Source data
•••

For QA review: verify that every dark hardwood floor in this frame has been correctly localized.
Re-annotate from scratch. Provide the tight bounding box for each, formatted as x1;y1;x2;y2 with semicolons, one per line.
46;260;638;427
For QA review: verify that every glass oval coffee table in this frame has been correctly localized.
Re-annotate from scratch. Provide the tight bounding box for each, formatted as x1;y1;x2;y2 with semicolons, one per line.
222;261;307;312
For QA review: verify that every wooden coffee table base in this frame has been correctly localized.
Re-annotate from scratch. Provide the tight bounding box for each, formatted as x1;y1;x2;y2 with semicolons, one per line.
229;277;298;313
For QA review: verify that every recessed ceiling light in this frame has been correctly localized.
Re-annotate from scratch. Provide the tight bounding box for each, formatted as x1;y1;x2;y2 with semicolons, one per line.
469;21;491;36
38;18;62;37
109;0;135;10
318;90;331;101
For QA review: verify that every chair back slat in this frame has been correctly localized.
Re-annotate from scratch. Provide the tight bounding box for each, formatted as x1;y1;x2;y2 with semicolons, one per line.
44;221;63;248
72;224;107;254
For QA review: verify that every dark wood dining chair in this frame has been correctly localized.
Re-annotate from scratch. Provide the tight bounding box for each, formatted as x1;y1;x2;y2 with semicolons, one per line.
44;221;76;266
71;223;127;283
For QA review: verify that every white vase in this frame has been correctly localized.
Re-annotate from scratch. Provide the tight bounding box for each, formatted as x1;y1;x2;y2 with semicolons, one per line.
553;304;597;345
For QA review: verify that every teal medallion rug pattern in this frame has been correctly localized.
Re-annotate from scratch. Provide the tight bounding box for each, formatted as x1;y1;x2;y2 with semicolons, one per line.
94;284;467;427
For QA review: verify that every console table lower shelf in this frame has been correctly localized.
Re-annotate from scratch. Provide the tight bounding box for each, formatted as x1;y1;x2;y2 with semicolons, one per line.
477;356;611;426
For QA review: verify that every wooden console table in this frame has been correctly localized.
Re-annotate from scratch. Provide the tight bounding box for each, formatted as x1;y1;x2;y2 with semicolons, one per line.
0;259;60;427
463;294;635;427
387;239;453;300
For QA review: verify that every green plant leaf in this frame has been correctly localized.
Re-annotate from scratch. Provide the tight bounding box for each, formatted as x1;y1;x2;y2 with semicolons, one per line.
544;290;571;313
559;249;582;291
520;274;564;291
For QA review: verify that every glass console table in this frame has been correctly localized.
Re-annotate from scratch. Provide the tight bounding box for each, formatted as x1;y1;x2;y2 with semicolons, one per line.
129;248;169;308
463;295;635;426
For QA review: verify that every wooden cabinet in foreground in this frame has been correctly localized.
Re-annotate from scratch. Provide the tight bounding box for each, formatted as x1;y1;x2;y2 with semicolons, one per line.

•••

#### [TASK REQUIREMENTS]
Could you repeat every one of the records above, line for line, with no changes at all?

#### [OUTPUT OF THE EXERCISE]
For QA review: verify that every dark hardwood floor in this frame has been correctly localized.
Re-annotate from scratch. Provide the tight bounding box for each, formatted as x1;y1;x2;y2 with semicolons, one per line.
46;260;638;427
For QA review: verify that every glass oval coffee table in this frame has been correctly localized.
Re-annotate from scratch. Provide the tight bounding box for each, formatted as x1;y1;x2;y2 with semicolons, one per line.
222;261;307;312
For QA review: verify that every wooden coffee table base in this frame has been correctly localized.
Re-annotate from scratch. Provide the tight bounding box for each, formatted as x1;y1;x2;y2 with semicolons, one per line.
229;277;298;313
For QA review: verify that every recessed ceiling light in this frame has been correctly localized.
Re-annotate from scratch. Provide the tight bounding box for each, formatted as x1;y1;x2;y2 with semicolons, one per line.
469;21;491;36
38;18;62;37
109;0;135;10
318;90;331;101
For QA review: verify that every chair back slat in this frame has been correctly localized.
Re-annotate from scratch. Provide the tight bounding box for each, formatted as x1;y1;x2;y2 with semicolons, one per line.
44;221;63;248
72;224;107;254
For QA review: verify that every dark wood dining chair in this frame has been correctly localized.
Re-annotate from scratch. Provide the tight bounding box for each, formatted as x1;y1;x2;y2 with semicolons, one per line.
44;221;76;266
71;223;127;283
For QA review: verify that every white vase in this frame has been correctly localized.
Re-annotate from scratch. Provide the tight bounding box for each, formatted as x1;y1;x2;y2 with semicolons, one per line.
553;304;597;345
For QA review: verify that every teal medallion rug pattern in this frame has been correctly localized.
Re-annotate from scratch. Provide the tight bounding box for each, formatted as x1;y1;x2;y2 with semicolons, one per line.
94;284;467;427
For QA review: verify that every console table lower shelf in this frame has been correctly localized.
Re-annotate from scratch. Provide the tight bounding box for each, formatted as x1;y1;x2;y2 with semicolons, one per line.
477;356;611;426
For QA review: verify that every wooden console table in this frame has been correctly localized.
Re-annotate from scratch. Provide the tight bounding box for each, formatted as x1;y1;x2;y2 with semicolons, one per line.
0;259;60;427
463;294;635;427
387;239;453;300
For QA review: verify that every green plant leaf in this frame has been correctly localized.
Re-annotate from scratch. Provide the tight bounding box for each, formatted as x1;y1;x2;y2 with semicolons, one per line.
544;290;571;313
559;249;582;291
520;274;564;291
For QA review: verify that every glass console table in this frame has been correctly localized.
Re-annotate from scratch. Provide the tight bounding box for each, formatted as x1;y1;x2;y2 with semicolons, one per line.
129;248;169;308
463;295;635;426
For QA review: verify that every wooden cabinet in foreground in this frame has been correctly localized.
Re-annotate from scratch. Provide the tight bounding box for each, formatted as x1;y1;x2;y2 with semicolons, one per line.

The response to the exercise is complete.